> _Description of the task_
Shift each coordinate in the answers up by 16, starting with the line that contains "Would you mind picking out the spiny" and going through the line that contains "<point>560,932</point>". Give those lines again with the request included, and leave the pictures out.

> _Records for this exercise_
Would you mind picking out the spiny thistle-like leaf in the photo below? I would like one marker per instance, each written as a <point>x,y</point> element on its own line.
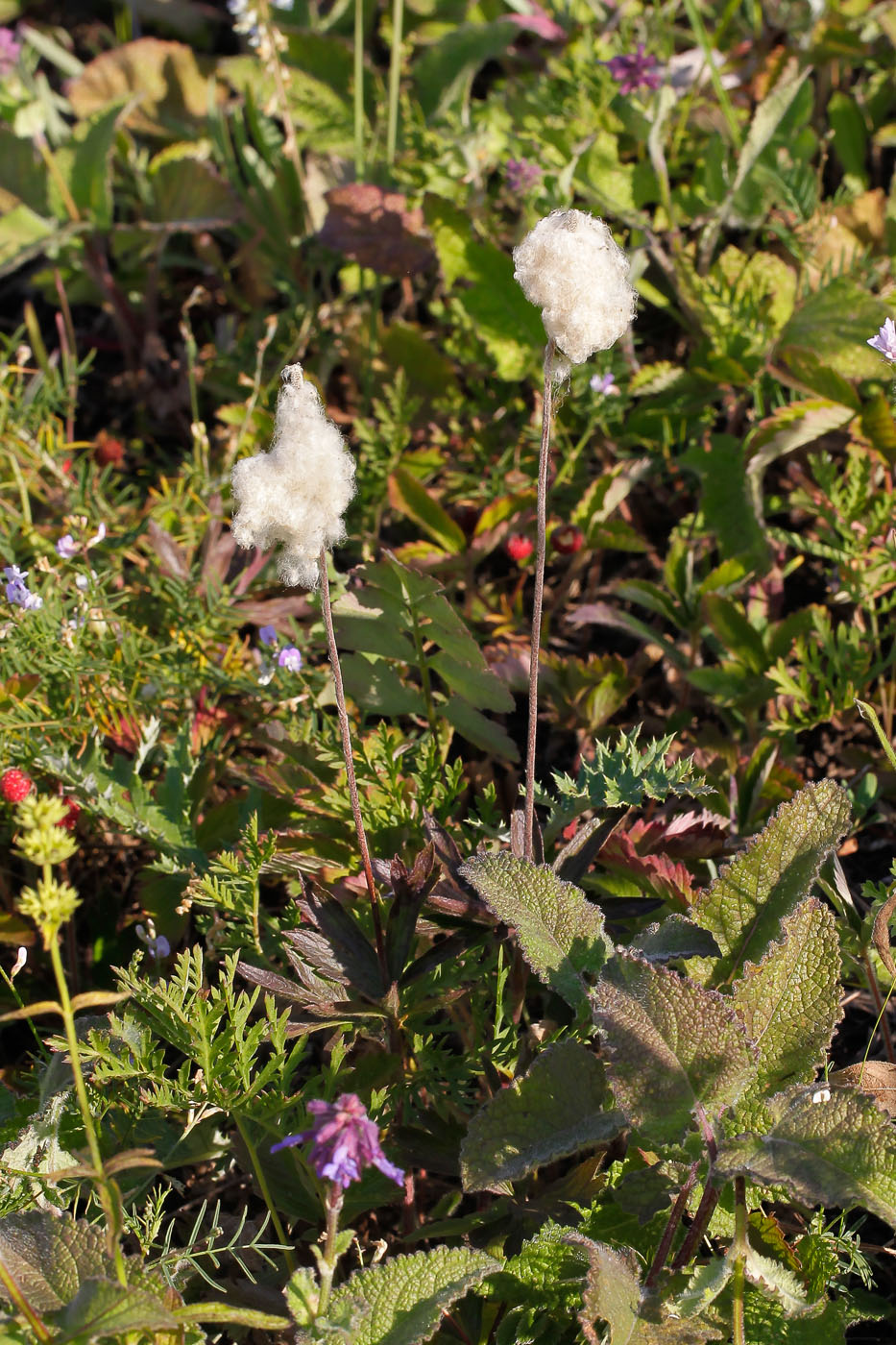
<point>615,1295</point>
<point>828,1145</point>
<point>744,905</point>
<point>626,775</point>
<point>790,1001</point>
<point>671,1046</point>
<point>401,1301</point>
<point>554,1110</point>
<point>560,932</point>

==

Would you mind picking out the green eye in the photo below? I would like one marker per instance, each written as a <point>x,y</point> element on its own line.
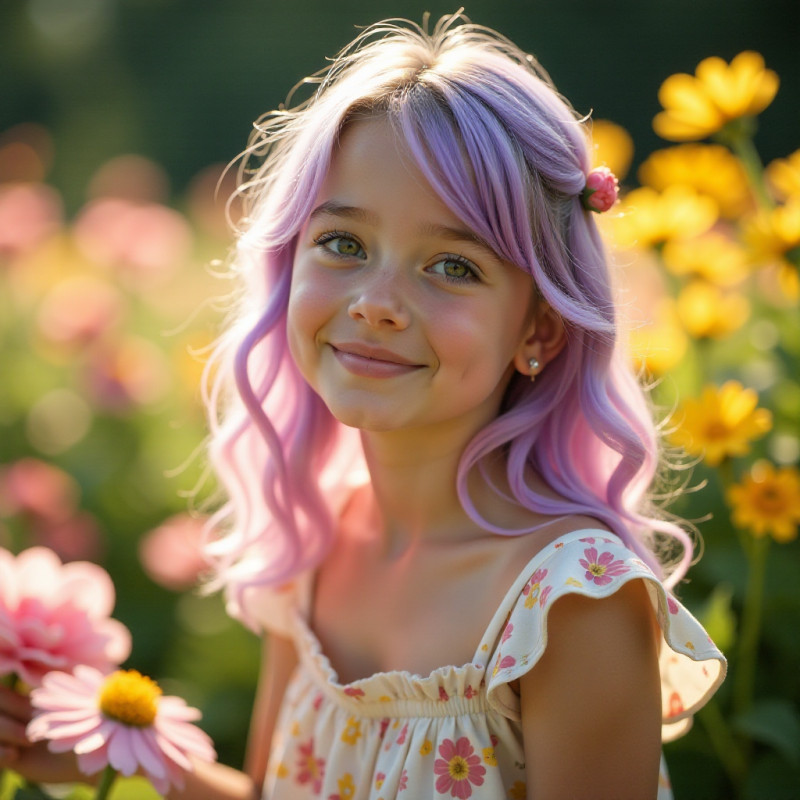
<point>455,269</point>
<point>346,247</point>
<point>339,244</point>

> _Response to the task_
Would you mind picking out the spiny thistle-like leaf in the photo below? I would like one marker per instance, each written as a <point>x,y</point> element on its own line.
<point>631,1311</point>
<point>844,1161</point>
<point>760,921</point>
<point>642,791</point>
<point>806,1017</point>
<point>687,1062</point>
<point>417,1317</point>
<point>570,1126</point>
<point>576,948</point>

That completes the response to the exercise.